Stored dataset items:
****

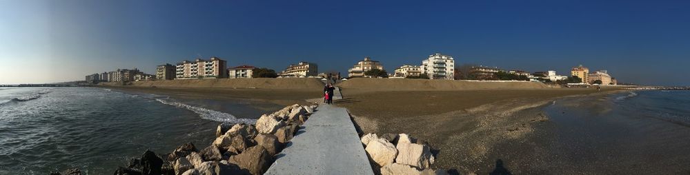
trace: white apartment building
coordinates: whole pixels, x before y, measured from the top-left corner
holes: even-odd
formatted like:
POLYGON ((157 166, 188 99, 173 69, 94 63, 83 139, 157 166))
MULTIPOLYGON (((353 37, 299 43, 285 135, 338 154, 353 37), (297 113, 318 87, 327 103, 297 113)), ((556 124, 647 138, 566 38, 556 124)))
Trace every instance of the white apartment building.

****

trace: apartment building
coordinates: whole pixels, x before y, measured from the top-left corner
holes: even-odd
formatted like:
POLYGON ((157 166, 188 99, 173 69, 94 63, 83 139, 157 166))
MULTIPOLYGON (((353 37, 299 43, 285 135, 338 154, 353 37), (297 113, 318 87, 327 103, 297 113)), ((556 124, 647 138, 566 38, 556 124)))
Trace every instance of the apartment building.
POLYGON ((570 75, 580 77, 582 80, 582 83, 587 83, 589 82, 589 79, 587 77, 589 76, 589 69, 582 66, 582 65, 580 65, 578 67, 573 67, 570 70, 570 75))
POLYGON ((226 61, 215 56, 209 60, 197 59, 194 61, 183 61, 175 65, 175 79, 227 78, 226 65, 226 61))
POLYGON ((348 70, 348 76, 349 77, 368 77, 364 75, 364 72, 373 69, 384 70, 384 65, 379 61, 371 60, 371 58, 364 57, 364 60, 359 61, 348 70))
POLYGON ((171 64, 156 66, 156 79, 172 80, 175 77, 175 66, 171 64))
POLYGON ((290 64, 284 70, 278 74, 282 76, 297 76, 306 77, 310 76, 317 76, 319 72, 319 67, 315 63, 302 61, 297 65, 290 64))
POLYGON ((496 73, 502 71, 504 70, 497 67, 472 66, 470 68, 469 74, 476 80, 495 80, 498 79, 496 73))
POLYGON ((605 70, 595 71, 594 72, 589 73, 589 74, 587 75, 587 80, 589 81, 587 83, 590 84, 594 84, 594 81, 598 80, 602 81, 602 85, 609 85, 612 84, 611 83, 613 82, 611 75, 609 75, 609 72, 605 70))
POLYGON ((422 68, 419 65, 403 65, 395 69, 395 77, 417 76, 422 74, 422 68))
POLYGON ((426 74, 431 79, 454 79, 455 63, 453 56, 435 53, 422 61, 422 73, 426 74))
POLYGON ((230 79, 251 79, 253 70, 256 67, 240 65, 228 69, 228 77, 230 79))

****

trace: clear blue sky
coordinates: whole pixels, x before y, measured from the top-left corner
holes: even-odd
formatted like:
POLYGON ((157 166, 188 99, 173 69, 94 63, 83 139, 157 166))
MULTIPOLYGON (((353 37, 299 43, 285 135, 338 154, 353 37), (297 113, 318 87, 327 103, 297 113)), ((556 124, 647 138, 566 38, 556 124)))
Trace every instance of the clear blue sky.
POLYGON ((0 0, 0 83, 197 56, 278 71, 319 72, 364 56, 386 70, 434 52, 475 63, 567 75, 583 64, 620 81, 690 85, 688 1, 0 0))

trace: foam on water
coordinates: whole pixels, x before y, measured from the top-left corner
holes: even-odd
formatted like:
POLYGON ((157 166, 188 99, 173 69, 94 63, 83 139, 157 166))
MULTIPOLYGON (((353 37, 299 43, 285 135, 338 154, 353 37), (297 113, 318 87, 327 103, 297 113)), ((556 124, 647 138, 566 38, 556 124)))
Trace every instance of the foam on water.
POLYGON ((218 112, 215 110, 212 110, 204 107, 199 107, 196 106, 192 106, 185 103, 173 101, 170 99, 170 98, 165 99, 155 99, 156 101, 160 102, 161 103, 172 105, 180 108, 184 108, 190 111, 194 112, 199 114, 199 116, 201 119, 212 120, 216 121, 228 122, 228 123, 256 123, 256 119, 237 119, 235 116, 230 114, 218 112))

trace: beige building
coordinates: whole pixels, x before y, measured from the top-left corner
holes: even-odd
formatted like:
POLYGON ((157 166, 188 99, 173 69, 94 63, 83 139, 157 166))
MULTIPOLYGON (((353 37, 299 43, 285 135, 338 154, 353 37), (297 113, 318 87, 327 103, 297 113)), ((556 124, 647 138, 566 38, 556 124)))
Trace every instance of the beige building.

****

(STATED EXERCISE)
Update the material that begins at the line containing "trace: apartment building" and stops after the line containing "POLYGON ((230 79, 251" by replacing "apartment building" with "residential block". Leave everything else in those lines unchanged.

(WRITTEN ANSWER)
trace: residential block
coordinates: whole pixels, x before y, measured from the top-left corner
holes: even-odd
formatted like:
POLYGON ((157 166, 188 99, 173 69, 94 63, 83 139, 157 166))
MULTIPOLYGON (((353 37, 299 43, 285 135, 338 154, 353 37), (297 113, 318 87, 327 103, 297 113)), ((556 124, 647 138, 566 38, 556 124)))
Trace every instance of the residential block.
POLYGON ((570 75, 580 77, 582 80, 582 83, 587 83, 589 82, 589 79, 587 77, 589 76, 589 69, 582 66, 582 65, 580 65, 578 67, 573 67, 570 70, 570 75))
POLYGON ((226 61, 215 56, 209 60, 197 59, 194 61, 183 61, 175 65, 175 79, 227 78, 226 65, 226 61))
POLYGON ((348 70, 348 76, 349 77, 368 77, 364 75, 364 72, 373 69, 384 70, 384 65, 379 61, 371 60, 371 58, 364 57, 364 60, 359 61, 348 70))
POLYGON ((171 64, 156 66, 156 79, 172 80, 175 77, 175 66, 171 64))
POLYGON ((290 64, 284 70, 278 74, 282 76, 297 76, 306 77, 310 76, 317 76, 319 72, 319 67, 315 63, 302 61, 297 65, 290 64))
POLYGON ((496 73, 502 71, 504 70, 497 67, 472 66, 470 68, 469 74, 476 80, 495 80, 498 79, 496 73))
POLYGON ((605 70, 595 71, 594 72, 589 73, 589 74, 587 75, 587 80, 589 81, 587 83, 590 84, 594 84, 594 81, 598 80, 602 81, 602 85, 609 85, 612 84, 611 83, 613 82, 611 75, 609 75, 609 72, 605 70))
POLYGON ((422 68, 419 65, 403 65, 395 69, 395 77, 417 76, 422 74, 422 68))
POLYGON ((426 74, 431 79, 454 79, 455 63, 453 56, 435 53, 422 61, 422 73, 426 74))
POLYGON ((230 79, 251 79, 253 70, 256 67, 240 65, 228 69, 228 77, 230 79))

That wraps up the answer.